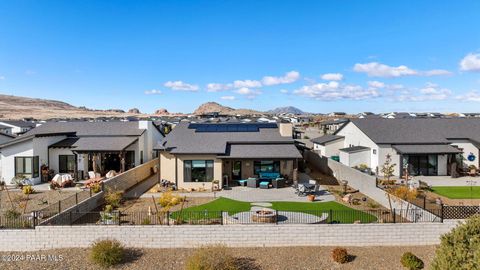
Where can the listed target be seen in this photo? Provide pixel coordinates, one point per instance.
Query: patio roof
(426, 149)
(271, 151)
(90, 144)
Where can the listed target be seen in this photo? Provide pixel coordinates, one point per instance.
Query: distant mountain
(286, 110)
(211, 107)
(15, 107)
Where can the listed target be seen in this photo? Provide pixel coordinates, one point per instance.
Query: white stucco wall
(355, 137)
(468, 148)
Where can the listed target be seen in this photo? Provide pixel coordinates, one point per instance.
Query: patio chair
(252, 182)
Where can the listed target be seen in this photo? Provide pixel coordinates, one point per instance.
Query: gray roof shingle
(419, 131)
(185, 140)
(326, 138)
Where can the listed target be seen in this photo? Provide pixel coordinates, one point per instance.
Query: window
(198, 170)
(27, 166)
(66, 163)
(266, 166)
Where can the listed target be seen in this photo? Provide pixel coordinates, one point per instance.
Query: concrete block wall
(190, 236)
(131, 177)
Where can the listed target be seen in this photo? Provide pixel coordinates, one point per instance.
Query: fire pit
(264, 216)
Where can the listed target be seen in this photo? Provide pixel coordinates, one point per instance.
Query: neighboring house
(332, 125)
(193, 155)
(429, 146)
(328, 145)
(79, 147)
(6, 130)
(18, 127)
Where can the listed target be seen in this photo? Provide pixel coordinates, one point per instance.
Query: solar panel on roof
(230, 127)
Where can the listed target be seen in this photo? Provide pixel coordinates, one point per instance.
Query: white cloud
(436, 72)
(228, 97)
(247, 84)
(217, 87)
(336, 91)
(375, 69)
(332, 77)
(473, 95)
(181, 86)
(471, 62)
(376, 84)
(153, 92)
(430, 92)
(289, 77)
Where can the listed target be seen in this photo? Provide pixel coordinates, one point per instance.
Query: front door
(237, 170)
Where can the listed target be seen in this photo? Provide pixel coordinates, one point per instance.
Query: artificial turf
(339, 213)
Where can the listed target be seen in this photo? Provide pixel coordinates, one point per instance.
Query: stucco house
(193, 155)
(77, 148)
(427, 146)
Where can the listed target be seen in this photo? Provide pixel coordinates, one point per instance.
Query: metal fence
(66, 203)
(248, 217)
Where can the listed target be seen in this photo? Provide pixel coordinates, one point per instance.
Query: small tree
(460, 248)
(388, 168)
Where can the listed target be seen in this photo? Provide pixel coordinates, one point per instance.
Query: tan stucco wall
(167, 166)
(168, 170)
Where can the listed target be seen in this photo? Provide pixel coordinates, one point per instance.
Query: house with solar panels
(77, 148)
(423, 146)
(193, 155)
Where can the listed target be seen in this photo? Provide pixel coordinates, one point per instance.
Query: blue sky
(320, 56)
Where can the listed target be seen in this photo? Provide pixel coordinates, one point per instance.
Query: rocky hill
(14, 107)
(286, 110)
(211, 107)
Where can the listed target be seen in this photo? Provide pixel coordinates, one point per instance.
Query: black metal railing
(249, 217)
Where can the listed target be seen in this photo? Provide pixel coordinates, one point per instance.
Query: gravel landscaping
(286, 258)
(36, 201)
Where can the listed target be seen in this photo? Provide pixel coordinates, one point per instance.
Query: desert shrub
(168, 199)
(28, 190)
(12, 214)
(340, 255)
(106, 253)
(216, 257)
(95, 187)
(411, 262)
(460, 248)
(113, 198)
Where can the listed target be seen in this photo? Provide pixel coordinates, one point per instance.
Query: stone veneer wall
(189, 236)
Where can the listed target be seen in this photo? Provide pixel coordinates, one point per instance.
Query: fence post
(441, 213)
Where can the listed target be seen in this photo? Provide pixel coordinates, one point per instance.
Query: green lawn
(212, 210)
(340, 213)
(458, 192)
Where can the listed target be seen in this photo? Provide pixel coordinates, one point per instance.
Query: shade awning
◇ ◇ ◇ ◇ ◇
Copy out all the entries exactly. Images stay out of the copy.

Where can the listed target be seen in this photo? Provide pixel coordinates, one point per instance.
Query: patio roof
(426, 149)
(271, 151)
(90, 144)
Where can the listed target be seen in this photo? Provide pixel coordinates, one point per instance.
Query: distant mountain
(286, 110)
(211, 107)
(15, 107)
Where can the listed target be seen in this photo? Provide pixel coordinates, one point per instance.
Query: white stucco wall
(355, 137)
(468, 148)
Where can the listed target be seen in this photo? Provide pixel coordinates, one point per instance.
Query: patio chair
(252, 182)
Where can the listed target be seen in this photo? Provide pixel coordinates, one point per instance.
Query: gray roof shingle
(419, 131)
(185, 140)
(326, 138)
Where can the listed target be seen in this photo? Provide pixel coordinates, one point per instance.
Query: window
(198, 170)
(27, 166)
(66, 163)
(266, 166)
Where can the listed target be seen in this photo? Provide pixel coordinates, one point per instance.
Query: concrete block wall
(190, 236)
(131, 177)
Where can the listed target be seen in this photo? Provide pixel coordinates, one point per instance.
Query: fire pit
(264, 216)
Where can the listed target be seen in this photo? Provide pixel coordinates, one point per instance.
Query: neighboring house
(332, 125)
(193, 155)
(429, 146)
(328, 145)
(79, 147)
(6, 130)
(18, 127)
Where can the listed target be seen in this photo? Provide pixel coordinates, one point per instance.
Query: solar panel on roof
(230, 127)
Where can the listed target be seen in this photo? Provide pixel coordinates, one point per instance.
Query: white cloud
(436, 72)
(228, 97)
(247, 84)
(217, 87)
(336, 91)
(375, 69)
(332, 77)
(473, 95)
(181, 86)
(471, 62)
(376, 84)
(153, 92)
(430, 92)
(289, 77)
Where can the listed target be seen in this photo? Provide pixel coordinates, one point per instance.
Query: front door
(237, 170)
Where can the listed target be seen in this photo? Provide pixel coordinates, one point per instance.
Query: artificial turf
(339, 213)
Where can the listed target be seen in this photo? Provide pixel coordinates, one point per instance.
Query: stucco house
(193, 155)
(77, 148)
(427, 146)
Where can the listed target be seen in this photo? Provide pixel coordinates, one point per instance.
Query: metal fence
(66, 203)
(248, 217)
Where can the listed target be seen in this photo? Provide pixel coordinates, one point per instance.
Query: small tree
(460, 248)
(388, 168)
Where can the listed target be seen in this photo? Provide pixel coordinates, one point per instance.
Query: tan stucco wall
(167, 166)
(168, 170)
Where can the listed target be seen in this photo? Provide pixel coordinates, one point per instance.
Query: house with solar panels
(77, 148)
(423, 146)
(193, 155)
Where can the listed target be seen in this photo? Provide pixel coordinates, one point per instance.
Query: blue sky
(320, 56)
Where can the listed target be seen in this photo? Provide pixel coordinates, one point per instance.
Query: rocky hill
(14, 107)
(286, 110)
(211, 107)
Where can the listed target be seen in this photo? Provide pixel coordinates, one point per instance.
Query: black metal railing
(249, 217)
Where can the listed target be seen in this photo? Provide pixel coordinates, one point per instance.
Query: gravel landscaping
(286, 258)
(36, 201)
Where can the listed target be seen in this photo? Provide pixel coordinates, one point per instance.
Query: desert shrub
(168, 199)
(28, 190)
(12, 214)
(340, 255)
(106, 253)
(216, 257)
(95, 187)
(411, 262)
(460, 248)
(113, 198)
Where can the listed target be seen in this photo? Provide pixel coordinates, one point per instance.
Query: stone veneer wall
(189, 236)
Where can the listed target be seen in this photo? Provide pixel coordinates, one point per instance.
Query: fence post
(441, 213)
Where can the listed target be seen in this photo? Provide pixel coordinates, one point per instance.
Query: green lawn
(212, 210)
(340, 213)
(458, 192)
Where can the listed target be seen in this photo? Provide pixel coordinates, one point per instance.
Query: shade awning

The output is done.